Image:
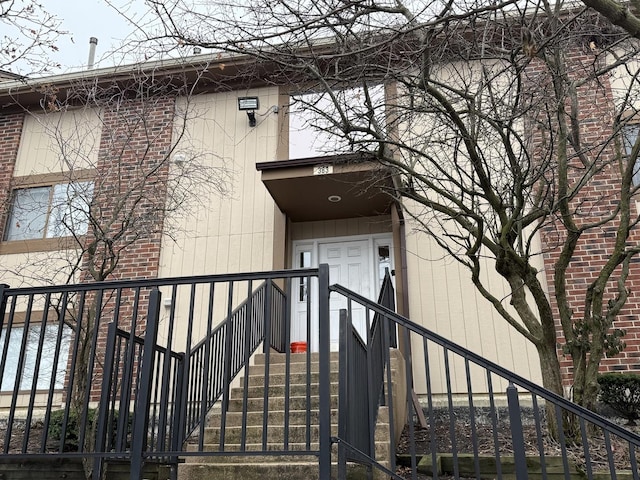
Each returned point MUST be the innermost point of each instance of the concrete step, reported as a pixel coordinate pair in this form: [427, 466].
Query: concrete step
[295, 417]
[274, 357]
[276, 417]
[299, 378]
[276, 433]
[279, 455]
[296, 390]
[292, 470]
[295, 403]
[297, 367]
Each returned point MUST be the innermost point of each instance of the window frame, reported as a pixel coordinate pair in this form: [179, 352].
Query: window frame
[44, 243]
[627, 145]
[7, 385]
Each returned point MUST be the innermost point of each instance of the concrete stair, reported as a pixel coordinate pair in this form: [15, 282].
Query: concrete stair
[232, 463]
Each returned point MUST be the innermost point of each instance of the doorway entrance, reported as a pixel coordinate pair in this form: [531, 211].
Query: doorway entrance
[357, 263]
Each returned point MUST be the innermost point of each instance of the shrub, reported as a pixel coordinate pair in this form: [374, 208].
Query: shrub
[621, 391]
[72, 429]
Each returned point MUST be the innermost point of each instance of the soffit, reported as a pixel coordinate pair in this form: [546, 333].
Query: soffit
[304, 189]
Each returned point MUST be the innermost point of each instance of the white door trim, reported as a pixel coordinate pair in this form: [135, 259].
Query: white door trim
[311, 248]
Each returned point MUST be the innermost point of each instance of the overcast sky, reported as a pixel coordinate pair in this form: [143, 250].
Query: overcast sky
[91, 18]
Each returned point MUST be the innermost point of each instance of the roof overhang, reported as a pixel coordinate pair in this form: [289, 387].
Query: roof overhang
[327, 188]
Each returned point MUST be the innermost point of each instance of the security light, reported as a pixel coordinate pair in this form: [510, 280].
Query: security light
[249, 104]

> PROBLEM TO SOLVE: Copy all of the data above word for word, leaving out the pictures.

> RESULT:
Image:
Each returned point MUST be the innermost point of each instance of the concrete step, reported as a pixel coordinate pair in this form: [427, 466].
Query: concrete step
[295, 417]
[274, 357]
[276, 417]
[299, 378]
[276, 433]
[279, 455]
[296, 390]
[292, 470]
[295, 403]
[297, 367]
Each returned point MUST be the innermost point of each instance of the window frame, reported as a pixel coordinate pair in this form: [179, 352].
Query: window frame
[44, 243]
[627, 145]
[7, 385]
Each returned point MUST be the innermost point of each instance of the concrete stair, reported as a pixel coordinate pair in this form: [15, 282].
Query: concrete stair
[232, 463]
Each returned point MUST be the innermost point of each instance of the doorway entrance, reported as a pixel coordinate pair in this form: [531, 211].
Query: doorway entrance
[357, 263]
Each returned point MUST be the innermost point of each instance of the shrub, reported as a pixel coordinate pair in this form: [374, 208].
Query: shrub
[621, 391]
[72, 429]
Each returned point MUST be the innermost point of each instance of the soffit, reported as a pixel coordinate pair in this form: [546, 333].
Query: soffit
[304, 189]
Each returned point MUST be the innermost point of each instance of the white door trim, reported as a pixel coordinate pair in this form: [135, 259].
Query: white door trim
[311, 248]
Each returned point MUST be the innermost point of each instance of the overcast sky, reported as a pixel coordinate pair in this form: [143, 250].
Query: overcast sky
[91, 18]
Each returned point MUST be the innermost point of each instance of the roof overhang, reported as a pixel coordinate pair in this form: [289, 387].
Query: roof overhang
[327, 188]
Each returned point MUST be the innermost point of each instance of the security light, reported as a pixel coordinate pair in this form: [510, 280].
Query: security light
[249, 104]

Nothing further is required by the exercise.